* [Entries provided]:
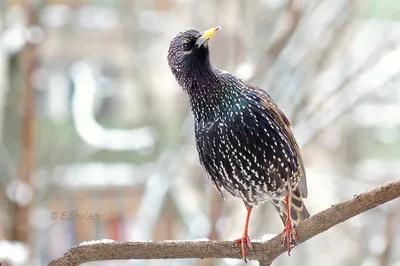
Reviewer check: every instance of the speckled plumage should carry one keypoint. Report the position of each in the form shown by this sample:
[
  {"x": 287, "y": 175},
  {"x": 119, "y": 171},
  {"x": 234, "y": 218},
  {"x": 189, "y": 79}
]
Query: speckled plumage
[{"x": 244, "y": 141}]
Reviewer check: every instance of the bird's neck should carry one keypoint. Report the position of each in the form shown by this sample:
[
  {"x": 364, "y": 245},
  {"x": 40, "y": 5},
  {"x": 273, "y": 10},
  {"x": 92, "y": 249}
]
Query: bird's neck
[{"x": 209, "y": 97}]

* [Problem to solve]: Convert the lines of the entries above into a numbered list, omitting blank lines and leaving out the pictures.

* [Written response]:
1. Reviewer check: every instance of the speckled plumage should carry one keypoint. Report the position of each in the form shown by this sample:
2. [
3.   {"x": 287, "y": 175},
4.   {"x": 119, "y": 171},
5.   {"x": 234, "y": 218},
6.   {"x": 189, "y": 79}
7. ]
8. Query: speckled plumage
9. [{"x": 244, "y": 141}]
10. Reviewer check: every instance of the bird's neck should carry one keypoint. Report the position of each in the form shown by this sample:
11. [
12.   {"x": 364, "y": 245},
13.   {"x": 40, "y": 5},
14.   {"x": 273, "y": 10},
15.   {"x": 92, "y": 249}
16. ]
17. Query: bird's neck
18. [{"x": 209, "y": 97}]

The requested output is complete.